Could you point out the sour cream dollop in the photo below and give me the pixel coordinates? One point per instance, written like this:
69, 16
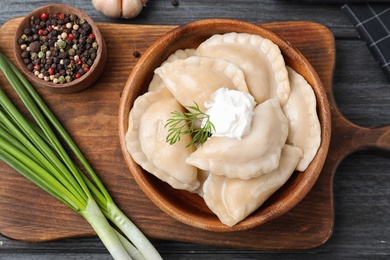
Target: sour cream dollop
231, 112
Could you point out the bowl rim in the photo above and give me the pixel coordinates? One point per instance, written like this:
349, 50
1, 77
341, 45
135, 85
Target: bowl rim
292, 54
78, 84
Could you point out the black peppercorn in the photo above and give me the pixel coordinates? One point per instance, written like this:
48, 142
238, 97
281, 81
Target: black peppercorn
47, 55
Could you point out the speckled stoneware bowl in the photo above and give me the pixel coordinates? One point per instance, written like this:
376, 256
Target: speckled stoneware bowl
190, 208
76, 85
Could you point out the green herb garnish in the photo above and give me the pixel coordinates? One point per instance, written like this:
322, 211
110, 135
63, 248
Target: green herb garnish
177, 125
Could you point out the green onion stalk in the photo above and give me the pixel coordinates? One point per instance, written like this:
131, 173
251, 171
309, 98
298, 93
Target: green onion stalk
33, 149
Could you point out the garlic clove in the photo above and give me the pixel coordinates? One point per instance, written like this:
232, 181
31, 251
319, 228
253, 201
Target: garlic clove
110, 8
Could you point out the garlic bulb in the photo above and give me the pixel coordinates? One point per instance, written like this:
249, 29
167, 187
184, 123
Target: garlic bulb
119, 8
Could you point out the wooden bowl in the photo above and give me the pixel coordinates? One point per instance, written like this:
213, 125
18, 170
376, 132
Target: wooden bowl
78, 84
190, 208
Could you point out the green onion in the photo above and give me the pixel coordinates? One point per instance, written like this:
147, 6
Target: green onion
34, 150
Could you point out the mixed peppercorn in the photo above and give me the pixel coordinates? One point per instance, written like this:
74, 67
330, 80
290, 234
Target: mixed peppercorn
58, 47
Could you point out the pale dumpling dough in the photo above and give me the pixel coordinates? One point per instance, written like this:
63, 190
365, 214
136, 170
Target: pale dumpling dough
232, 200
157, 82
255, 154
304, 126
146, 141
195, 79
259, 58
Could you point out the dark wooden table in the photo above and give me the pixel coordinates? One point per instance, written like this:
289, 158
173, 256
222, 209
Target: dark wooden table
361, 183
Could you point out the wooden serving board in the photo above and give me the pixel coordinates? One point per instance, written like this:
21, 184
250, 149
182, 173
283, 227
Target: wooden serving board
28, 214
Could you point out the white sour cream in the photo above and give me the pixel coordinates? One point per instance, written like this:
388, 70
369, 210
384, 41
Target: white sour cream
231, 112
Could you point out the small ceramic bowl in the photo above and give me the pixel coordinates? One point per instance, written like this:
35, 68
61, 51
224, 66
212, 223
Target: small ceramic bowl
190, 208
78, 84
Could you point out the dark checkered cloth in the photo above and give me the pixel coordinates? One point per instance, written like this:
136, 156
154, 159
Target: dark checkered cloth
372, 21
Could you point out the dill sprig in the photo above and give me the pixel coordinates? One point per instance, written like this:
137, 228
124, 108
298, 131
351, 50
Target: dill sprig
177, 125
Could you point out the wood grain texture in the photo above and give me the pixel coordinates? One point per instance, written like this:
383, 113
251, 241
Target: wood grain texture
91, 117
361, 183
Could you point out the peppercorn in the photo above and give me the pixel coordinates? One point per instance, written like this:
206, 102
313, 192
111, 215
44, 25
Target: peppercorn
52, 41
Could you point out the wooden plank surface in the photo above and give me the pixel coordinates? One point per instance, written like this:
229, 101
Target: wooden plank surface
91, 117
361, 184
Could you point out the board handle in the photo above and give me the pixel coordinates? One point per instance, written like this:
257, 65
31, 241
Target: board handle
379, 137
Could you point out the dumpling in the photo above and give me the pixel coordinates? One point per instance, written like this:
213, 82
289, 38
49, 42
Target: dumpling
304, 125
146, 141
259, 58
255, 154
195, 79
232, 200
157, 82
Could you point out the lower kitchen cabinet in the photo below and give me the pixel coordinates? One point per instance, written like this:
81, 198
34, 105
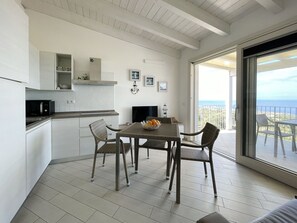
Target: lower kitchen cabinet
86, 139
65, 138
38, 152
72, 137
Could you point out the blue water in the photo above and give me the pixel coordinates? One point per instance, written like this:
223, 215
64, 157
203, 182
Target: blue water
283, 106
275, 103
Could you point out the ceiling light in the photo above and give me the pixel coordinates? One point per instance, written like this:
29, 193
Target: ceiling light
268, 62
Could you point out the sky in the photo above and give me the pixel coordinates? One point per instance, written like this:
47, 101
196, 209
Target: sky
277, 84
213, 84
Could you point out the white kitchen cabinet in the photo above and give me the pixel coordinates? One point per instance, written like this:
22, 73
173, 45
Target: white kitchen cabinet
65, 138
86, 139
14, 36
34, 73
56, 71
12, 148
38, 152
47, 70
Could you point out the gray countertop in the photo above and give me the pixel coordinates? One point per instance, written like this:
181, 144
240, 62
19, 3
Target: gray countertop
35, 121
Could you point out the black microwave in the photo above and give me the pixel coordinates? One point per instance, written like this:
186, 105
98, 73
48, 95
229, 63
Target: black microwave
39, 108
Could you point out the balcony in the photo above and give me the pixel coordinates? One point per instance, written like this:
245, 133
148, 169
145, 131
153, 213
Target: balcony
225, 143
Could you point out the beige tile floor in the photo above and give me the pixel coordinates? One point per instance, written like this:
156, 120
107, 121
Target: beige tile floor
64, 193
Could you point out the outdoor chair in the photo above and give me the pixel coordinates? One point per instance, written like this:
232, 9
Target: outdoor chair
197, 152
99, 131
160, 144
267, 127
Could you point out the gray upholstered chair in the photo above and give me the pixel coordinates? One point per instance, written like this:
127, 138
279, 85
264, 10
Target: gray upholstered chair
99, 131
197, 152
160, 144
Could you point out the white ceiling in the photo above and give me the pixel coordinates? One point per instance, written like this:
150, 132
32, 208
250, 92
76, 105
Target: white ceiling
163, 25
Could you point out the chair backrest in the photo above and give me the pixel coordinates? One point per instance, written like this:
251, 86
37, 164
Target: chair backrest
209, 135
262, 120
164, 120
98, 129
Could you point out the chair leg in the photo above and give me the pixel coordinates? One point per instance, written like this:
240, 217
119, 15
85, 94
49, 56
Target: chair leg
168, 161
94, 164
125, 167
265, 139
283, 147
172, 176
205, 169
103, 163
132, 161
213, 179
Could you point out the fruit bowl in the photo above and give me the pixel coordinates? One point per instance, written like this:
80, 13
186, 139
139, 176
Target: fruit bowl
151, 124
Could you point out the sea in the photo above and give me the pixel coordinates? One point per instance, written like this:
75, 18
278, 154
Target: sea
285, 106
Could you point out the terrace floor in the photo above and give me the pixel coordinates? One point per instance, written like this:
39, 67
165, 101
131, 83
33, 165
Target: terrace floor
64, 193
226, 144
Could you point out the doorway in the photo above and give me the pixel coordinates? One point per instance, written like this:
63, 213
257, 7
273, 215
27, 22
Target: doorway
215, 89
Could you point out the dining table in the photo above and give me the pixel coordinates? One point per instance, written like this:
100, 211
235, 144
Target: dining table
167, 132
292, 123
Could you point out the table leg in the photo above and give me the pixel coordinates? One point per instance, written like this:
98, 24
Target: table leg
293, 138
276, 133
136, 153
178, 170
117, 163
168, 160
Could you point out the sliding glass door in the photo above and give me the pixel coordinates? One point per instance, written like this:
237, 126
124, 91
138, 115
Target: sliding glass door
269, 107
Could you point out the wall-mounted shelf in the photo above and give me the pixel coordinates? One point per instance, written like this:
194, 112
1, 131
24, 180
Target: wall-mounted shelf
98, 83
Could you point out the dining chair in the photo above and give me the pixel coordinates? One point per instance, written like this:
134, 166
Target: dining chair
130, 141
160, 144
99, 131
197, 152
267, 127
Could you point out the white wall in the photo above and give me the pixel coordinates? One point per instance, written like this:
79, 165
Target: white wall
117, 57
248, 27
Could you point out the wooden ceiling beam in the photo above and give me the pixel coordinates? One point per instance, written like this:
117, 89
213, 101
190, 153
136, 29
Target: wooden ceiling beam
51, 10
197, 15
274, 6
141, 22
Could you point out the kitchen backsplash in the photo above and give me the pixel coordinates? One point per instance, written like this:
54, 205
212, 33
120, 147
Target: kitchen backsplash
83, 98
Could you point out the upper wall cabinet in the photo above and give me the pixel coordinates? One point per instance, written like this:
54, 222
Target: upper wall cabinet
14, 32
34, 74
56, 71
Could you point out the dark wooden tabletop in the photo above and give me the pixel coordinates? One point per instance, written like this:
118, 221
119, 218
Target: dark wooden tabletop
165, 131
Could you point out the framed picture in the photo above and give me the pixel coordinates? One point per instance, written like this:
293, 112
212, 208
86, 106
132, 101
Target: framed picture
149, 81
134, 75
162, 86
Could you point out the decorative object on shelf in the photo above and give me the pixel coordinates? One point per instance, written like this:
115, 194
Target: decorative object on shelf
149, 81
134, 89
151, 124
84, 76
134, 75
64, 86
164, 110
162, 86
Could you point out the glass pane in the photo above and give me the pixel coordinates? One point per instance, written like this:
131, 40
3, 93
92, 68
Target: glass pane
216, 97
276, 108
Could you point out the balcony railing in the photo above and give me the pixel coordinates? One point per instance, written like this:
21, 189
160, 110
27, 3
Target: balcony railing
216, 114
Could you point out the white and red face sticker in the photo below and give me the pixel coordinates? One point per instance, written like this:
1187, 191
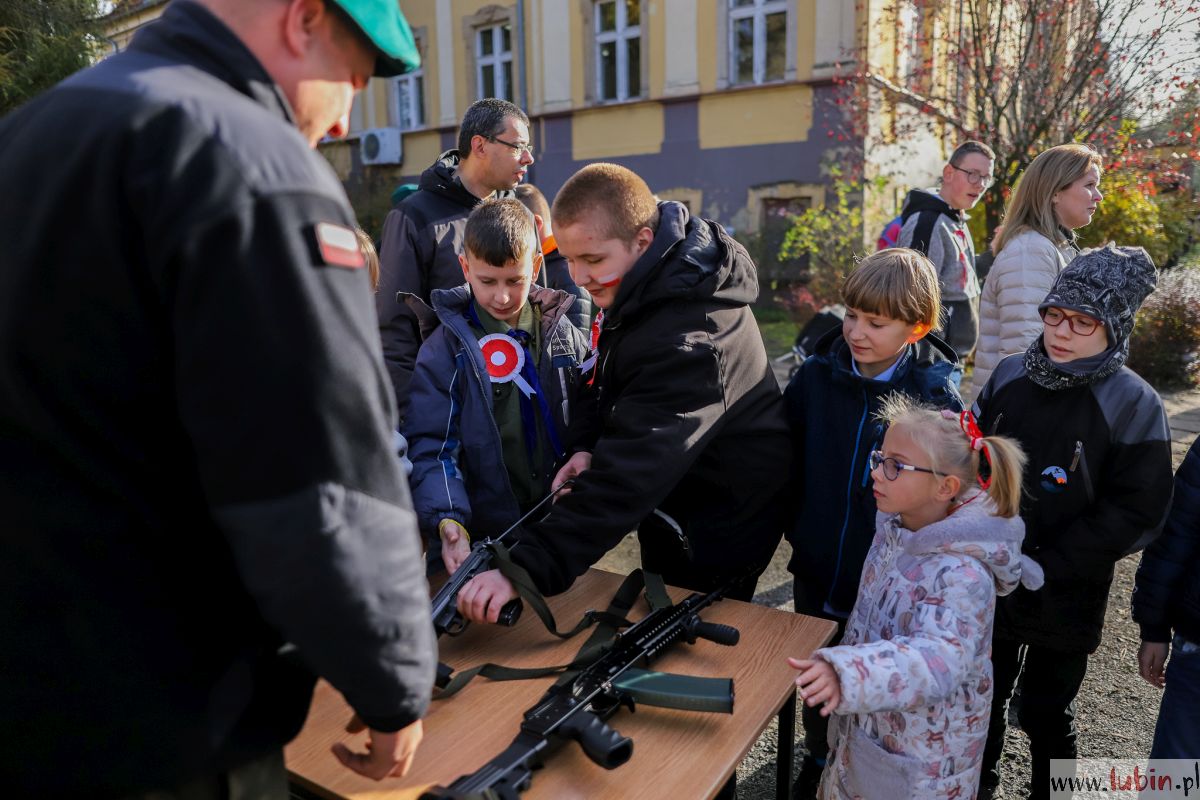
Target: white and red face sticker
504, 359
339, 246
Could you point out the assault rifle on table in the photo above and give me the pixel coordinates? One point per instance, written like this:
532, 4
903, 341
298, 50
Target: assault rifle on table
447, 618
577, 709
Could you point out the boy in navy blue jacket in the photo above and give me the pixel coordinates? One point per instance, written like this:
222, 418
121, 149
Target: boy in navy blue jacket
1097, 483
493, 388
892, 302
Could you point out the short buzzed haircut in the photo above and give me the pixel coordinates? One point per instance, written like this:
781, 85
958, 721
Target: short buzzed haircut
499, 232
533, 199
970, 146
897, 282
610, 196
486, 118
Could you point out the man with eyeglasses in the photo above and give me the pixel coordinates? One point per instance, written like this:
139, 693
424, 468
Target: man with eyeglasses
424, 234
935, 222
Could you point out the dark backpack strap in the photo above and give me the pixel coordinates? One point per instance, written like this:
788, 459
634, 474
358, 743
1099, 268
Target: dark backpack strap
924, 232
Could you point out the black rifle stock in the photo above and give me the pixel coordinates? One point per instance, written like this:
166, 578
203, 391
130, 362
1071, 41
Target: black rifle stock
447, 618
577, 709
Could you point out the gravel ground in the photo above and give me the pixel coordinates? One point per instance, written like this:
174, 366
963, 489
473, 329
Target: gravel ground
1115, 710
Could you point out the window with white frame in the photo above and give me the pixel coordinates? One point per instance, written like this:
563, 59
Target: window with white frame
408, 95
757, 41
493, 61
618, 49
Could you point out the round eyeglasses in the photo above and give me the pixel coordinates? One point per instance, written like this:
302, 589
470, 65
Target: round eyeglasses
519, 146
976, 179
1080, 324
892, 468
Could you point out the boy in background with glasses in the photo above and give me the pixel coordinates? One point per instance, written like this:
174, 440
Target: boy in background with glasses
1097, 487
883, 347
935, 223
423, 236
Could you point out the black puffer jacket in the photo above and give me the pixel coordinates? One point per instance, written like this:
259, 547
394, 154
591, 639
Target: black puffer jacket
418, 253
1167, 594
689, 416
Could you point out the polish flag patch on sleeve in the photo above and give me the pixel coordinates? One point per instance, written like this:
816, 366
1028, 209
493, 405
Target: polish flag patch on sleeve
337, 246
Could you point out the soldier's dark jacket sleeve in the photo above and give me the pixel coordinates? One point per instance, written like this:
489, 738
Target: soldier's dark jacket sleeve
1167, 593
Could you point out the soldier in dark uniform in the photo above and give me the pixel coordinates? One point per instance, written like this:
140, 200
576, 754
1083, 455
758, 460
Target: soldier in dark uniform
202, 506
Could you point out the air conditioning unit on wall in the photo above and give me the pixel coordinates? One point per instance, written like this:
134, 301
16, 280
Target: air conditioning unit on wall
381, 146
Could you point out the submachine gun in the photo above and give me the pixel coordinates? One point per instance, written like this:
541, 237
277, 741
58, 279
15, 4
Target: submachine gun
447, 618
576, 709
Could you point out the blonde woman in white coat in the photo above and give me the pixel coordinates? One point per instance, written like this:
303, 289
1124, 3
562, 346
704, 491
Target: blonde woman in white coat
1057, 193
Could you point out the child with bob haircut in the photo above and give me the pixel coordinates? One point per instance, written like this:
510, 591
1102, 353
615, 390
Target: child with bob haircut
1097, 486
493, 388
833, 402
910, 685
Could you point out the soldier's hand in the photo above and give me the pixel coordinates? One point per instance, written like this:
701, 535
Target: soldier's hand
389, 755
481, 599
577, 463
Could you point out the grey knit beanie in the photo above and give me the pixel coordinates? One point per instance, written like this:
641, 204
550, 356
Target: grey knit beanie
1108, 283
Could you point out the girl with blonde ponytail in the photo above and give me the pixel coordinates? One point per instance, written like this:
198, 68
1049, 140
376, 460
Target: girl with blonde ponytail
911, 683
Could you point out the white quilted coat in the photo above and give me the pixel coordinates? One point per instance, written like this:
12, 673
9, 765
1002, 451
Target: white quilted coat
1019, 281
915, 665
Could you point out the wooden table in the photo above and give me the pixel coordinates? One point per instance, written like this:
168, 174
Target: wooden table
676, 753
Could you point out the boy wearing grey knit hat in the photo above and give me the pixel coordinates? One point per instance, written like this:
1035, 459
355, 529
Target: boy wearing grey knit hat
1097, 485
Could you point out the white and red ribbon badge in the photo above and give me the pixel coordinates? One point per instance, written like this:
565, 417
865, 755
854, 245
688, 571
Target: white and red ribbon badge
504, 359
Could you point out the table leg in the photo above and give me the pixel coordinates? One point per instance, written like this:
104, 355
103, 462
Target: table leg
785, 746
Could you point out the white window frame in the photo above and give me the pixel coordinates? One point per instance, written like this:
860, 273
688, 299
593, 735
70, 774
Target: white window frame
621, 36
759, 12
497, 60
415, 100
--------
Please return all lines from the records that hold the word "below".

Could you point out the sour cream dollop in the photo below and give me the pixel coordinates? One point per instance, written like this:
Could you point out the lower kitchen cabinet in the photo below and give me the pixel coordinates? One point per instance, written like this:
Could you point out the white and red face sticker in the photo below and give me the pixel coordinates? One point per instance, written like this:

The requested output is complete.